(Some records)
********************
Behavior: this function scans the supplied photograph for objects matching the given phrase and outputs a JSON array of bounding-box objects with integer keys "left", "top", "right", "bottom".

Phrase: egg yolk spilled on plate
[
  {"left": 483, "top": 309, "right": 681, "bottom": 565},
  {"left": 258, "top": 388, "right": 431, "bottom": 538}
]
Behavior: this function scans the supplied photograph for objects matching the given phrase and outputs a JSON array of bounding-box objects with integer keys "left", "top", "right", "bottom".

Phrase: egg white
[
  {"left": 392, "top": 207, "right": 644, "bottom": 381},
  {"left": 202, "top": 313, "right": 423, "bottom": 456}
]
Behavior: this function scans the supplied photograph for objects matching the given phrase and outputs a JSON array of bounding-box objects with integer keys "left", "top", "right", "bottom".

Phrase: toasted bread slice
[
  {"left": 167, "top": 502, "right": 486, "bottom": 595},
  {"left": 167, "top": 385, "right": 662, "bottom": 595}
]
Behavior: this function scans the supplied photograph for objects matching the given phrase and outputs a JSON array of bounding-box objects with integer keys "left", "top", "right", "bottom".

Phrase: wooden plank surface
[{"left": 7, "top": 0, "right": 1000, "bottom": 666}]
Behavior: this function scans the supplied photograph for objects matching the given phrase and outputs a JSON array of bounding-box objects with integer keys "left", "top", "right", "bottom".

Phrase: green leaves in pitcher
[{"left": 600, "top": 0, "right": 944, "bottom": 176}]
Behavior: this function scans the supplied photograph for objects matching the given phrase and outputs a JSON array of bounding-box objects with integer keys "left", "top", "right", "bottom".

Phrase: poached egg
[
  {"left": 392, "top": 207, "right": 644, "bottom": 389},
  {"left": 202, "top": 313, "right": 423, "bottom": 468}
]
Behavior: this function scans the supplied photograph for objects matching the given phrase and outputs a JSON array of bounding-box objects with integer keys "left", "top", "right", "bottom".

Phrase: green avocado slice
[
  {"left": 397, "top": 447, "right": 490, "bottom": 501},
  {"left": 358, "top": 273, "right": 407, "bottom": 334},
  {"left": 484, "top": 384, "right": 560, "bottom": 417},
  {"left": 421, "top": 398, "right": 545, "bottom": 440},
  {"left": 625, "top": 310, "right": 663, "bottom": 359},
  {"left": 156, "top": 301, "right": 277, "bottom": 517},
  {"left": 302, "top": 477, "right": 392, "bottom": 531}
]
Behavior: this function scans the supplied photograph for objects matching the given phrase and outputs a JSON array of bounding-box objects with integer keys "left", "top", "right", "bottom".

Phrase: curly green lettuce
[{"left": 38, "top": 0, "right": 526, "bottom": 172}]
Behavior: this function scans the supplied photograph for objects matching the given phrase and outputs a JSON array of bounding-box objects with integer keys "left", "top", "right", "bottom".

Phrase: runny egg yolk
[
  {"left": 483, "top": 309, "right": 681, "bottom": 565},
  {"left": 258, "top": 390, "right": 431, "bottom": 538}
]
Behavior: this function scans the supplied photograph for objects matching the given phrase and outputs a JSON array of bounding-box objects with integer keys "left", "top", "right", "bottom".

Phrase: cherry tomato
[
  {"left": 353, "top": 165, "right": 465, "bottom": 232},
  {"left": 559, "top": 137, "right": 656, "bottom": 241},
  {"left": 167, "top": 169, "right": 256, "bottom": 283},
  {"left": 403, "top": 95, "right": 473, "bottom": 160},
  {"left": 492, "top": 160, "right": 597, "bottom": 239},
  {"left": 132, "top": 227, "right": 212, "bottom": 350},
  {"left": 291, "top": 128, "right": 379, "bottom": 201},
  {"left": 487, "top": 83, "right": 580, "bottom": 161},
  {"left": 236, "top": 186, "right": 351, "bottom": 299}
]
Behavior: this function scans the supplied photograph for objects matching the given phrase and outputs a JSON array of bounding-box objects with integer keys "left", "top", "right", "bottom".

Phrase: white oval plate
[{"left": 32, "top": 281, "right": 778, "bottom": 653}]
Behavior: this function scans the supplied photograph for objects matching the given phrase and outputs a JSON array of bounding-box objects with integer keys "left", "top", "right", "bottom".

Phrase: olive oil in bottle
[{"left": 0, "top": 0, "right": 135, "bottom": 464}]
********************
→ Written problem:
Retype the data in full and match it exactly.

→ Result of the exercise:
Behavior: this function scans the supplied photograph for objects matching the given phrase and outputs a JSON array of bounding-box objects with integer keys "left", "top", "right", "bottom".

Phrase: egg yolk spilled on plate
[
  {"left": 483, "top": 309, "right": 681, "bottom": 565},
  {"left": 258, "top": 388, "right": 431, "bottom": 538}
]
Behavior: this function scans the supplied photograph for objects matching the given phrase and outputs a JSON array of bounding-box objects with integer keys "left", "top", "right", "bottom".

Phrase: egg white
[
  {"left": 392, "top": 207, "right": 644, "bottom": 381},
  {"left": 202, "top": 313, "right": 423, "bottom": 456}
]
Behavior: this function scans the supplied photograph for objects matching the given phrase and outputs a JSON array of bounding-box objects with integer keys "left", "top", "right", "bottom".

Phrase: toasted bread slice
[
  {"left": 167, "top": 502, "right": 486, "bottom": 595},
  {"left": 167, "top": 385, "right": 662, "bottom": 595}
]
Behavior: this function scans the supplied photograph for objects matching the given phrase and outputs a JSON array of bounding-box objects with integer keys "left", "top", "right", "bottom".

Phrase: wooden plank surface
[{"left": 7, "top": 0, "right": 1000, "bottom": 666}]
Behavior: this function scans the supplied photograph for objects matching the given phrase and outputs a JSON array of bounding-box objects with integer keys "left", "top", "right", "bottom".

Phrase: green leaves in pitcher
[{"left": 600, "top": 0, "right": 944, "bottom": 176}]
Behavior: this function scans the supplied photograph for objects matching the given phrase and outputs a JSON array of bounding-box objects with integer keys "left", "top", "right", "bottom".

Phrase: poached egg
[
  {"left": 392, "top": 207, "right": 644, "bottom": 389},
  {"left": 202, "top": 313, "right": 423, "bottom": 468}
]
Behavior: this function scans the supplied photograph for objects matching the given phrase and outputs a JSON array of bounding-box objects with integer keys "left", "top", "right", "bottom".

Phrase: green avocado slice
[
  {"left": 397, "top": 447, "right": 490, "bottom": 501},
  {"left": 358, "top": 273, "right": 407, "bottom": 334},
  {"left": 484, "top": 384, "right": 560, "bottom": 417},
  {"left": 421, "top": 398, "right": 545, "bottom": 440},
  {"left": 625, "top": 310, "right": 663, "bottom": 359},
  {"left": 156, "top": 301, "right": 277, "bottom": 517},
  {"left": 302, "top": 477, "right": 392, "bottom": 531}
]
Behavior: this function scans the supplied photograph for objects matching the given phrase and outputs a JSON array of bounding-box objects with integer keys "left", "top", "right", "bottom".

Phrase: curly green lettuce
[{"left": 38, "top": 0, "right": 526, "bottom": 172}]
Behavior: this function scans the supplied photograph for objects matching the given phrase and outputs a JSON array of bounding-box objects with integer keys "left", "top", "right", "bottom".

Phrase: runny egg yolk
[
  {"left": 483, "top": 309, "right": 681, "bottom": 565},
  {"left": 258, "top": 390, "right": 431, "bottom": 538}
]
Behavior: this function scans the supplied photograph for objects matching the given phrase and outputs a JSON array of bounding-box objects with integer keys "left", "top", "right", "bottom".

Phrase: cherry tomato
[
  {"left": 353, "top": 165, "right": 465, "bottom": 232},
  {"left": 559, "top": 137, "right": 656, "bottom": 241},
  {"left": 167, "top": 169, "right": 256, "bottom": 283},
  {"left": 403, "top": 95, "right": 473, "bottom": 160},
  {"left": 492, "top": 160, "right": 597, "bottom": 239},
  {"left": 132, "top": 227, "right": 212, "bottom": 350},
  {"left": 291, "top": 128, "right": 379, "bottom": 201},
  {"left": 487, "top": 83, "right": 580, "bottom": 161},
  {"left": 236, "top": 186, "right": 351, "bottom": 299}
]
Behavior: this function scans the supplied photograph for objects matching the given phrase and outputs a JSON array of bounding-box objects with integer keys "left", "top", "right", "bottom".

Phrase: white oval plate
[{"left": 32, "top": 281, "right": 778, "bottom": 653}]
Behavior: this function scans the supplied photograph for objects matching the given phrase and outputs a JSON array of bounding-box objects with integer keys "left", "top", "right", "bottom".

Phrase: olive oil in bottle
[{"left": 0, "top": 0, "right": 135, "bottom": 464}]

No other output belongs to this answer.